▶ [Selected text]:
====

Each time I uninstall CUDA, then reinstall a new version, I’m very careful to remove all traces of the old installation, then reboot, run ldconfig, and rebuild my application. The nvprof I’m using in each case is the one installed with CUDA (I don’t have a CUDA 5.5 nvprof sitting on the system somewhere).

I also tried installing CUDA 6.5 (and driver) using the .run file installation; nvprof worked. Then I proceeded to uninstall CUDA (and driver), and reinstall CUDA 6.5 using the RPM packages; nvprof had the error again.

To summarize:

  • CUDA 5.5, RPM installation: works
  • CUDA 6.5, RPM installation: error
  • CUDA 6.5, .run installation: works
  • CUDA 7.0 RC, RPM installation: error

I use CUDA RPMs because I need my development system to match our production systems.

Any ideas about what could be wrong? Or is this a bug in the RPM version of CUDA?

For the CUDA 6.5 RPM installation that fails, are you following the steps in the linux getting started guide package manager installation instructions exactly:

http://docs.nvidia.com/cuda/cuda-getting-started-guide-for-linux/index.html#redhat-installation

For the step that involves installation of the repository meta-data, are you downloading the correct files from the NVIDIA website:

https://developer.nvidia.com/cuda-downloads-geforce-gtx9xx

i.e. this (for GTX 980):

http://developer.download.nvidia.com/compute/cuda/6_5/rel/installers/cuda-repo-rhel6-6-5-prod-6.5-19.x86_64.rpm

My suspicion is that your RPM installation is using some repository other than the correct one.

After a lot of troubleshooting, the solution was really simple: I needed to install all of the x86_86 RPM packages. I’d been doing a minimal CUDA installation of only the absolutely necessary packages, relying on the dependencies encoded in the RPMs to tell me which ones I needed (in a product that’s going to be regulated by the FDA, you get into the habit of avoiding installation of any software you don’t need). Apparently nvprof has as an unlisted dependency. After adding the following packages, it worked:

  • cuda-7.0-18.x86_64
  • cuda-7-0-7.0-18.x86_64
  • cuda-documentation-7-0-7.0-18.x86_64
  • cuda-drivers-346.29-0.x86_64
  • cuda-minimal-build-7-0-7.0-18.x86_64
  • cuda-nvidia-kmod-common-346.29-0.x86_64
  • cuda-runtime-7-0-7.0-18.x86_64
  • cuda-samples-7-0-7.0-18.x86_64
  • cuda-toolkit-7-0-7.0-18.x86_64
  • gpu-deployment-kit-346.29-0.x86_64
  • xorg-x11-drv-nvidia-devel-346.29-1.el6.x86_64
  • xorg-x11-drv-nvidia-gl-346.29-1.el6.x86_64

Thanks, txbob, for your advice.

====

▶ [Given records]:
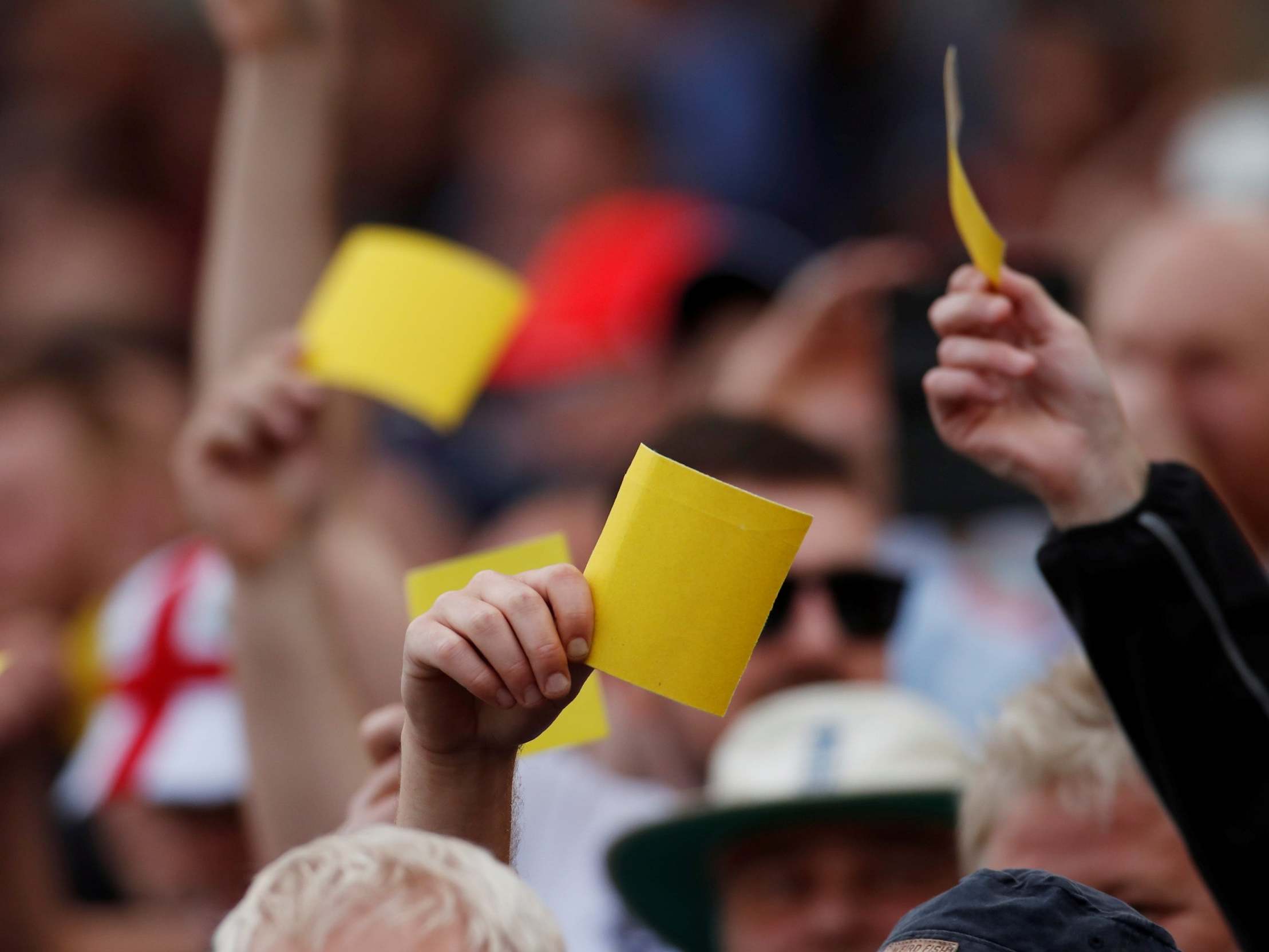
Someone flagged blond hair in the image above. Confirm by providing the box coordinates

====

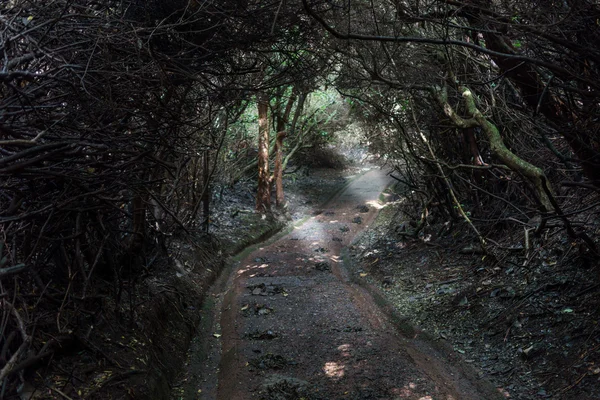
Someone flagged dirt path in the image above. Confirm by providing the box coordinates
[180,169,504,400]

====

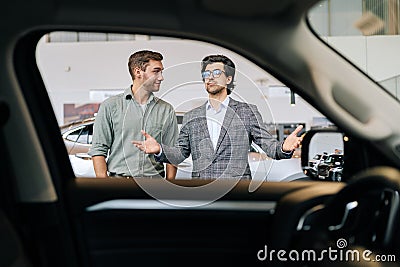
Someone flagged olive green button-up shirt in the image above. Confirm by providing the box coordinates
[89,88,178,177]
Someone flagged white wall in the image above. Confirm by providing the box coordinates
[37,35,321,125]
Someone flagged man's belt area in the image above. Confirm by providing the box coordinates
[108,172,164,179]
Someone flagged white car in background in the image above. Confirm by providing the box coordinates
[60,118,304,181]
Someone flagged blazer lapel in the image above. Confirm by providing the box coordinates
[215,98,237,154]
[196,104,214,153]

====

▶ [Set exercise A]:
Why does the poster in the CUDA forum thread use the CUDA RPMs?
▶ [Set exercise B]:
Repeat the passage of the CUDA forum thread word for word, starting with "For the step" and going on through "the correct one.".

▶ [Final result A]:
The poster needs the development system to match the production systems.

▶ [Final result B]:
For the step that involves installation of the repository meta-data, are you downloading the correct files from the NVIDIA website:

https://developer.nvidia.com/cuda-downloads-geforce-gtx9xx

i.e. this (for GTX 980):

http://developer.download.nvidia.com/compute/cuda/6_5/rel/installers/cuda-repo-rhel6-6-5-prod-6.5-19.x86_64.rpm

My suspicion is that your RPM installation is using some repository other than the correct one.